◆ **WRITTEN REQUEST**
Rewrite every line of the items below, starting with the first line and going on through the line containing "x=194 y=842", and scale each coordinate in the answers by 1.6, rounding to whole numbers with halves rounded up. Leave all other text on those lines unchanged.

Items from a dataset
+ + +
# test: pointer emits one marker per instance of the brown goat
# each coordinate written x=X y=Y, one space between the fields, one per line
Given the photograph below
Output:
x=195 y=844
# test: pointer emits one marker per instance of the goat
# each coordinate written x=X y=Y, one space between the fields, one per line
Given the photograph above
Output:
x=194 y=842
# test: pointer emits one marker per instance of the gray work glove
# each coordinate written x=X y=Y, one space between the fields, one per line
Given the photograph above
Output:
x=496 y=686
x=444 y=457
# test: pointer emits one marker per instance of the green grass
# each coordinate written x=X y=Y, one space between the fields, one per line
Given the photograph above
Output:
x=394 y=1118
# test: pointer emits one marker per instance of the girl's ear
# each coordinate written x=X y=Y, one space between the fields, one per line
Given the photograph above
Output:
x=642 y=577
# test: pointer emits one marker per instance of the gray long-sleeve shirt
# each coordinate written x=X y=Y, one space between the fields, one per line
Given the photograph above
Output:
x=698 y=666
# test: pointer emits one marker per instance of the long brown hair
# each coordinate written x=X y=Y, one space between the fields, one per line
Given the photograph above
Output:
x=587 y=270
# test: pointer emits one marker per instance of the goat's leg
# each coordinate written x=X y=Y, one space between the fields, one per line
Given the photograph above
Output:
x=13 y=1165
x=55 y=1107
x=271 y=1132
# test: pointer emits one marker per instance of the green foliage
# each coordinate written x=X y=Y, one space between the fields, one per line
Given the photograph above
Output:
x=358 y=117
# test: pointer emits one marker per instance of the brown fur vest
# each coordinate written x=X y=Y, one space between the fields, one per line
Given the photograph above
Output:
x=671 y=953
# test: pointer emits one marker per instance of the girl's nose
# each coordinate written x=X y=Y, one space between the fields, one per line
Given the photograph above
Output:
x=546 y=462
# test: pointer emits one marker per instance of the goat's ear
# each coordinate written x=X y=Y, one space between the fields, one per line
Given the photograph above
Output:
+ + +
◆ **EXERCISE RESPONSE**
# test: pointer emits one marker per instance of the brown goat
# each coordinate written x=X y=Y, one space between the fields, one per line
Given the photograph below
Output:
x=312 y=1350
# test: pointer emits one marker per instance of the goat
# each coordinate written x=X y=Y, one space between the fields, one per line
Given the photograph above
Output:
x=310 y=1347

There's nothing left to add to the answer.